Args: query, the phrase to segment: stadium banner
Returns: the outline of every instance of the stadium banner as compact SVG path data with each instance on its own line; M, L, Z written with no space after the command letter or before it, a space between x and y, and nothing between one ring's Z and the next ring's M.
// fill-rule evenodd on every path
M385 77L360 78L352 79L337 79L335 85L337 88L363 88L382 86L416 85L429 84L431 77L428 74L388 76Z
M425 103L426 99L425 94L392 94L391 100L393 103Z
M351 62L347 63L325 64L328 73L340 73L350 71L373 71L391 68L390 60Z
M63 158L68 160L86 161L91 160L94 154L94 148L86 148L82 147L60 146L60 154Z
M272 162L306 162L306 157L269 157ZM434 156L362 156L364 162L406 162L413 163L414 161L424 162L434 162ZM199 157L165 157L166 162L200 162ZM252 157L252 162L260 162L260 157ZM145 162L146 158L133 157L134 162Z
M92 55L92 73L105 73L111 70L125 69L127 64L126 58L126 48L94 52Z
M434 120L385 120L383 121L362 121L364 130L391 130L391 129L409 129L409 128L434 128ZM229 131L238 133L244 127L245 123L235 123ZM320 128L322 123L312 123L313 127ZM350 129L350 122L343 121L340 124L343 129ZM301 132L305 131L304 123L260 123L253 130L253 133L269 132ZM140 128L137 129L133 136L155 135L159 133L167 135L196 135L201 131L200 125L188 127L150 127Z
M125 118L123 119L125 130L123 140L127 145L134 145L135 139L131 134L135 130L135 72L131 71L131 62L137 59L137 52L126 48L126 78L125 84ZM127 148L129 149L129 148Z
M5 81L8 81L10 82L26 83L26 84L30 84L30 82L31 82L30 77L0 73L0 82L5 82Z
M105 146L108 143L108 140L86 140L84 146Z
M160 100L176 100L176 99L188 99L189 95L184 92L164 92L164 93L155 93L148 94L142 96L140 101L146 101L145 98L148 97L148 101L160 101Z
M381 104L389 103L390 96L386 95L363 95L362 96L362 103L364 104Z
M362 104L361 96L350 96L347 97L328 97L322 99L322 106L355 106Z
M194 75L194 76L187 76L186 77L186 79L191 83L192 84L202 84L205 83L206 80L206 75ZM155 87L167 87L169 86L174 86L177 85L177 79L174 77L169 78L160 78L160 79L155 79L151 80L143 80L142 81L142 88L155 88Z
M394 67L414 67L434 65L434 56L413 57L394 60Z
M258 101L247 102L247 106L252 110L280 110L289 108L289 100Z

▶ [Objective]
In full and verbatim, repeat the records given above.

▶ [Final answer]
Args: query, the phrase to segment: stadium banner
Returns: the outline of every instance of the stadium banner as compact SVG path data with each instance on its own line; M, L, Z written with no space after the command letter or before it, a space between x and y, and nothing between one ring's Z and the next ring's M.
// fill-rule evenodd on every path
M385 77L360 78L352 79L337 79L335 85L337 88L363 88L382 86L416 85L429 84L431 77L428 74L388 76Z
M425 103L426 99L425 94L392 94L391 100L393 103Z
M351 62L347 63L325 64L328 73L340 73L350 71L373 71L391 68L390 60Z
M63 158L68 160L86 161L91 160L94 154L94 148L86 148L82 147L60 146L60 154Z
M272 162L306 162L306 157L269 157ZM434 156L362 156L364 162L406 162L413 163L414 161L424 162L434 162ZM199 157L165 157L166 162L200 162ZM252 157L252 162L260 162L260 157ZM145 162L146 158L133 157L134 162Z
M92 55L92 73L105 73L111 70L125 69L127 64L126 58L126 48L94 52Z
M434 120L385 120L383 121L362 121L364 130L391 130L391 129L409 129L409 128L434 128ZM229 131L238 133L244 127L245 123L235 123ZM320 128L322 123L312 123L313 127ZM350 129L350 122L343 121L340 124L343 129ZM301 132L305 131L304 123L260 123L253 130L253 133L269 132ZM140 128L137 129L133 136L155 135L159 133L167 135L196 135L201 131L200 125L188 127L150 127Z
M125 118L123 119L125 130L123 140L127 145L134 145L135 139L131 134L135 130L135 72L131 71L131 62L137 59L137 52L126 48L126 78L125 84ZM127 148L129 149L129 148Z
M5 81L8 81L10 82L26 83L26 84L30 84L30 82L31 82L30 77L0 73L0 82L5 82Z
M105 146L108 143L108 140L86 140L84 146Z
M160 100L176 100L176 99L188 99L189 95L184 92L164 92L164 93L155 93L148 94L142 96L140 101L146 101L145 98L148 97L148 101L160 101Z
M381 104L389 103L390 96L386 95L363 95L362 96L362 103L364 104Z
M362 104L361 96L350 96L347 97L328 97L322 99L322 106L355 106Z
M194 75L194 76L187 76L186 77L186 79L191 83L192 84L202 84L205 83L206 80L206 75ZM155 87L167 87L169 86L174 86L177 85L177 79L174 77L169 78L160 78L160 79L155 79L151 80L143 80L142 81L142 88L155 88Z
M394 67L414 67L434 65L434 56L413 57L394 60Z
M258 101L247 102L247 106L252 110L280 110L289 108L289 100Z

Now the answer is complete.